Mlliyet Milliyet Blog Milliyet Blog
 

21 Şubat '16

 
Kategori
Siyaset
 

Milletlerin hafızası

Milletlerin hafızası
 

Milletler bireylerden daha farklı olarak karşılıklı etkileşim ve bir diğeri üzerinden korkunun yaygınlaştırılması nedeniyle gelecek konusunda daha yaygın ve kalıcı düşünceler geliştirebiliyor. Bu nedenledir ki çoklukla edindikleri yaygın yok oluş korkusu, içinde bulundukları olumsuz koşulları kabullenme, daha beterine düşmemek için yaşadıkları sıkıntıları sineye çekme davranışı oluşturulmalarına neden oluyor. Toplumun alt belleğiyle (bilinç altısıyla) ilişkili olan bu durum, durumdan yararlanmasını bilenler için toplumu yönlendirme ve yönetme konusunda oldukça geniş olanaklar sunuyor… 

Günümüz iktidarının, Türk toplumunun alt belleğine kazınmış olan parçalanma-küçülme ve göç kavramlarından sonuna kadar yararlanma yoluna gittiği ve tüm politikalarını bu eksen üzerine kurgulamaya çalıştığı görülüyor. Anadolu’ya gelişlerinden tutun da geniş bir imparatorluğun yıkılışından sonra Türk olan ve olmayan Müslüman unsurların büzüşüp küçülerek Anadolu toprakları üzerinde var oluş mücadelesine tutuşması yakın tarihle ilgili önemli bir travmadır. Cumhuriyetle birlikte sistemin halkı Türklük kavramında eritmek, kalıcı ulusal bütünlük oluşturmak için yüzyıllık bir eğitim süresi boyunca bu travmayı canlı tuttuğu, bunda ciddi anlamda başarılı olduğu da açıktır. Öyle ki bugün Sosyalistinden Ümmetçisine Türk olduğunu benimsemiş olan tüm kesimlerde ulusal bütünlük ve egemenliğin Türk eksenine dayanması gerektiğiyle ilgili tartışmasız bir görüş birliği vardır!..

**Ham veri:**

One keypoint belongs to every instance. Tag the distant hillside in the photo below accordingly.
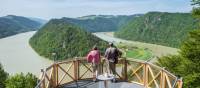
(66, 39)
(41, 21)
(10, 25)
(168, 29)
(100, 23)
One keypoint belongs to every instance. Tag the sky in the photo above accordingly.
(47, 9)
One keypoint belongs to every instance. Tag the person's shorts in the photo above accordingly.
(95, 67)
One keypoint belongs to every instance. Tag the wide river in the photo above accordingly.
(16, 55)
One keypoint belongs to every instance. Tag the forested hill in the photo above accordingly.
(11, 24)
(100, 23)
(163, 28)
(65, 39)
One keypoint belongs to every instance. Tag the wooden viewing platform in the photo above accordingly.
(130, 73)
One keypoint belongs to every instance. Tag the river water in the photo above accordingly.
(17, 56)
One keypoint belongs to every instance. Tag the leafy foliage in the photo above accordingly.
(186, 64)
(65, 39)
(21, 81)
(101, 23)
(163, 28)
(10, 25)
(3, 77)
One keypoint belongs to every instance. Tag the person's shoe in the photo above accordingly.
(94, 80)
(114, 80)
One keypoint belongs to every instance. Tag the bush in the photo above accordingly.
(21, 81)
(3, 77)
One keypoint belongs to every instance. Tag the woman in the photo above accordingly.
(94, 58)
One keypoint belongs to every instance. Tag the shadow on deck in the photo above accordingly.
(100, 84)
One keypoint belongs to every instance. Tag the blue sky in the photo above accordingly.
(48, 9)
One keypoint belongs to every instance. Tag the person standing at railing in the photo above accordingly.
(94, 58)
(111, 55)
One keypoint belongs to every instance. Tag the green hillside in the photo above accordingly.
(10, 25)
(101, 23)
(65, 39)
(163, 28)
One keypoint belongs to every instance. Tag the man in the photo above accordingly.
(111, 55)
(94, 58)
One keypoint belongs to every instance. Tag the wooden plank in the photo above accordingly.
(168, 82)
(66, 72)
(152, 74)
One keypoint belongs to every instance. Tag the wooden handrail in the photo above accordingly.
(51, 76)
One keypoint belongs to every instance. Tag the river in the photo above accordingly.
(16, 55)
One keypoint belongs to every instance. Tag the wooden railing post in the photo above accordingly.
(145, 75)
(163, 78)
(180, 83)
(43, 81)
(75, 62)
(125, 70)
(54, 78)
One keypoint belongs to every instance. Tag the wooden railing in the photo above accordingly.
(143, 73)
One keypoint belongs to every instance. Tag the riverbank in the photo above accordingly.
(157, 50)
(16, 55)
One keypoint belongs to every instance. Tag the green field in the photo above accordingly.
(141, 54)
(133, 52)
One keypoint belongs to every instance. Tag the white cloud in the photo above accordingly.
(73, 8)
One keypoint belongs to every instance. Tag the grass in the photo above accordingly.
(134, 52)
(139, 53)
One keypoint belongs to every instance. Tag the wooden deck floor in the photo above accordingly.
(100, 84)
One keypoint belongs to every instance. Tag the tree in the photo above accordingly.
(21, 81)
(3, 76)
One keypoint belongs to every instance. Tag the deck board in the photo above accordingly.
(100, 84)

--

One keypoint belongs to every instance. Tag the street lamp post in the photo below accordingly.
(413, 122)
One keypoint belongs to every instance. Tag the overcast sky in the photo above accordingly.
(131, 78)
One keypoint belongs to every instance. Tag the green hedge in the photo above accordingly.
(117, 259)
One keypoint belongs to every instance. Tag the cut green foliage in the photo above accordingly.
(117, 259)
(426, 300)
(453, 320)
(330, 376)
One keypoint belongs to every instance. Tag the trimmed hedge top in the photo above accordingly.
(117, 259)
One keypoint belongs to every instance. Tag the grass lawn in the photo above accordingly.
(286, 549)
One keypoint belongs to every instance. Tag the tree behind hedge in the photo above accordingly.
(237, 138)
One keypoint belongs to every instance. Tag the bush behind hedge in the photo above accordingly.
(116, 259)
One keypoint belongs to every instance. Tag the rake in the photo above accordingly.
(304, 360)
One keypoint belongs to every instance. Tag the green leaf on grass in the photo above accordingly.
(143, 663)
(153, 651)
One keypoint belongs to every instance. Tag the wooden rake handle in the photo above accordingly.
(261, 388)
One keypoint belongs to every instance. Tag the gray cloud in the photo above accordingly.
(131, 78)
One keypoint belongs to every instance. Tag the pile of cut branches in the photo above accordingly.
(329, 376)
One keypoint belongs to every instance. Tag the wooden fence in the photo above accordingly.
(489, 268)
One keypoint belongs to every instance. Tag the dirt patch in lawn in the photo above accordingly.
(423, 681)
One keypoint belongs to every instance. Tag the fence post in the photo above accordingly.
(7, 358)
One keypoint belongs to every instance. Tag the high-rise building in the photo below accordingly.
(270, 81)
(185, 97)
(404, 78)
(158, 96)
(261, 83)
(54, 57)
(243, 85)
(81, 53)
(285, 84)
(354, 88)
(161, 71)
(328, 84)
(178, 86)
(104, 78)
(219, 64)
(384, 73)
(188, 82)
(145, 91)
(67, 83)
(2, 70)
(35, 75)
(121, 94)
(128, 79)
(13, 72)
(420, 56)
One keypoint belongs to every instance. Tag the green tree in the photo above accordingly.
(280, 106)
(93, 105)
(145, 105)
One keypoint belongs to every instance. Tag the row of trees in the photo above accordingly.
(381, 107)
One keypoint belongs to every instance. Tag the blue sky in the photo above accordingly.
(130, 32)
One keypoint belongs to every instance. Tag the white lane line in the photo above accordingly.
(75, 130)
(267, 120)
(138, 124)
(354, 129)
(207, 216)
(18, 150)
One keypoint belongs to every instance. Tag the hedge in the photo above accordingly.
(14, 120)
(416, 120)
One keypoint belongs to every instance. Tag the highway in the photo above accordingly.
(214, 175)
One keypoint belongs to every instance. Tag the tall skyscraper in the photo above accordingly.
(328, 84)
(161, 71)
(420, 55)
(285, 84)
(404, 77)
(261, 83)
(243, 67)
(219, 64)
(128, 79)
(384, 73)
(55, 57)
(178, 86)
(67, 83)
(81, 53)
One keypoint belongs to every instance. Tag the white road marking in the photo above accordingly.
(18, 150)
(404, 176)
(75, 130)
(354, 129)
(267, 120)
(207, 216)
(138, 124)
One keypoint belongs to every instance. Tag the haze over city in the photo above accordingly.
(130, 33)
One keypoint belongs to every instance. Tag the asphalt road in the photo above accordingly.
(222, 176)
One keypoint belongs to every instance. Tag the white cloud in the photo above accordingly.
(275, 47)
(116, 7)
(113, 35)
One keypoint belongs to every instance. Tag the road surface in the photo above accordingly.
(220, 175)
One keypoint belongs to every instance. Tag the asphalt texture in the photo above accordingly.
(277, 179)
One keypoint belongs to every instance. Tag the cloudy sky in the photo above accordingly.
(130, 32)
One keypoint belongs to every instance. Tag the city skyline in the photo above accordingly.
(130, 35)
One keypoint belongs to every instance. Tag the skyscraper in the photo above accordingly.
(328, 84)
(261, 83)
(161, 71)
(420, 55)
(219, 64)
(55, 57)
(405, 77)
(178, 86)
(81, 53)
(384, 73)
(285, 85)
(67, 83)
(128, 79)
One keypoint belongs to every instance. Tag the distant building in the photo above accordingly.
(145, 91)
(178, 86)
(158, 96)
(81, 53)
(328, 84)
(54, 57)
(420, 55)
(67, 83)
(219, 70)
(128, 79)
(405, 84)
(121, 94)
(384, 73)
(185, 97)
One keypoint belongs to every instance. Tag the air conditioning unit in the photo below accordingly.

==

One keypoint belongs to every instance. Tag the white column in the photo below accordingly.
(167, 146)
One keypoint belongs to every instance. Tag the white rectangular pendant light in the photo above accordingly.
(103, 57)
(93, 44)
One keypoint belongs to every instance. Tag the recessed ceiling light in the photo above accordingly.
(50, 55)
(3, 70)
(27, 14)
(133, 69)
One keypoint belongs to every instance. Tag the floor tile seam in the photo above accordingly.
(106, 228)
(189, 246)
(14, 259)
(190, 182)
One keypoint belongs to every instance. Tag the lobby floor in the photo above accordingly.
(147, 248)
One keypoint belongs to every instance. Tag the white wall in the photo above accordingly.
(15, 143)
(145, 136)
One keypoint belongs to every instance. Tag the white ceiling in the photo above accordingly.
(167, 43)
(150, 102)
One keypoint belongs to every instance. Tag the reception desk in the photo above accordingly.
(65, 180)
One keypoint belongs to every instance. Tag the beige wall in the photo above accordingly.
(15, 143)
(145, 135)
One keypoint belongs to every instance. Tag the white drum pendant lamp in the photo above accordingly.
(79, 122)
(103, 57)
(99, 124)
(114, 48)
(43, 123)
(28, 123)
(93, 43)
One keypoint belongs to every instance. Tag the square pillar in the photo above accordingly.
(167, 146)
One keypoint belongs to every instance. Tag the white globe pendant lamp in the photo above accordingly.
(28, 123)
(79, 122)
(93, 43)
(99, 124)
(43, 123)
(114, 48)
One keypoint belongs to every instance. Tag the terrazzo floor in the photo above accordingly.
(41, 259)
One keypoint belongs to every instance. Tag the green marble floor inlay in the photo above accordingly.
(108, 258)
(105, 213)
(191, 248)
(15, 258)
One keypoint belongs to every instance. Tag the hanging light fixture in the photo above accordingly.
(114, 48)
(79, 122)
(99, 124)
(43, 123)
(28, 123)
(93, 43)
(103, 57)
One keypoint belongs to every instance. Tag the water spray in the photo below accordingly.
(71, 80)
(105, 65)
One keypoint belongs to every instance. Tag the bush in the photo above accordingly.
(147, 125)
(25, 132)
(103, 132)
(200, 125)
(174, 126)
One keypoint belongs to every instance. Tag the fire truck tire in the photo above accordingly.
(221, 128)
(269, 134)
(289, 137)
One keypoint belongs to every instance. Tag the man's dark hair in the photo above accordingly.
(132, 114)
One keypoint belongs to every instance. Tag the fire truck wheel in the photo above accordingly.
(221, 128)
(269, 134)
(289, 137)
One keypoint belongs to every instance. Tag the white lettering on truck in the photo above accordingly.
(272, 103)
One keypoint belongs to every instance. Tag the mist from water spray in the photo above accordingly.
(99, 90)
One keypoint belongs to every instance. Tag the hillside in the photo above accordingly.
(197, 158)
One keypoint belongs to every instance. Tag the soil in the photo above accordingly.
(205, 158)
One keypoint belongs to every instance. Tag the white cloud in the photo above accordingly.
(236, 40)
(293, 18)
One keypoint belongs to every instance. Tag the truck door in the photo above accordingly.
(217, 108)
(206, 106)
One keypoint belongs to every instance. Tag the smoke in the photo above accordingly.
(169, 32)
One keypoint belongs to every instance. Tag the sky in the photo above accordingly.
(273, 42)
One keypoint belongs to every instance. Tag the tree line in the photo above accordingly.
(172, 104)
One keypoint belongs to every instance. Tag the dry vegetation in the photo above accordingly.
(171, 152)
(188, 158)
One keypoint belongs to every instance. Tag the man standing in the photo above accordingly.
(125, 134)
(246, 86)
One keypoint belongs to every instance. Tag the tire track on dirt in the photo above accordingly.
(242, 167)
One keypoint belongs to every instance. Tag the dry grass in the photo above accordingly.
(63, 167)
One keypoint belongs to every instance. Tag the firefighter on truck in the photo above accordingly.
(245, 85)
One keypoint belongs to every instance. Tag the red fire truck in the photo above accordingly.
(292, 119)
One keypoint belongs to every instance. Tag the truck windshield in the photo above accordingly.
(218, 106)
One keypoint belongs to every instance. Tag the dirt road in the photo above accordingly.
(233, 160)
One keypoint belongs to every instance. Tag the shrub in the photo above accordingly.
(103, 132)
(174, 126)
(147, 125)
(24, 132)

**Görev 1:** Milletlerin hafızası başlıklı yazıya göre günümüz iktidarı, Türk toplumunun alt belleğine kazınmış hangi kavramlardan sonuna kadar yararlanıyor?
**Görev 2:** Milletlerin hafızası başlıklı yazıda "Günümüz iktidarının, Türk" sözleriyle başlayıp "görüş birliği vardır!.." sözleriyle biten kısmı olduğu gibi çıkarın.

**Görev çözümü 1:** Parçalanma-küçülme ve göç kavramlarından.

**Görev çözümü 2:**
Günümüz iktidarının, Türk toplumunun alt belleğine kazınmış olan parçalanma-küçülme ve göç kavramlarından sonuna kadar yararlanma yoluna gittiği ve tüm politikalarını bu eksen üzerine kurgulamaya çalıştığı görülüyor. Anadolu’ya gelişlerinden tutun da geniş bir imparatorluğun yıkılışından sonra Türk olan ve olmayan Müslüman unsurların büzüşüp küçülerek Anadolu toprakları üzerinde var oluş mücadelesine tutuşması yakın tarihle ilgili önemli bir travmadır. Cumhuriyetle birlikte sistemin halkı Türklük kavramında eritmek, kalıcı ulusal bütünlük oluşturmak için yüzyıllık bir eğitim süresi boyunca bu travmayı canlı tuttuğu, bunda ciddi anlamda başarılı olduğu da açıktır. Öyle ki bugün Sosyalistinden Ümmetçisine Türk olduğunu benimsemiş olan tüm kesimlerde ulusal bütünlük ve egemenliğin Türk eksenine dayanması gerektiğiyle ilgili tartışmasız bir görüş birliği vardır!..